━━ Source data
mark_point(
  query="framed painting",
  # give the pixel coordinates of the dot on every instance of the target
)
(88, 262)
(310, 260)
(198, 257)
━━━━
Extract all of the lines above and reproduce them verbatim, in their original order.

mark_point(
  query="framed painting",
  # give the pixel coordinates of the dot on every instance of the target
)
(88, 262)
(310, 260)
(198, 257)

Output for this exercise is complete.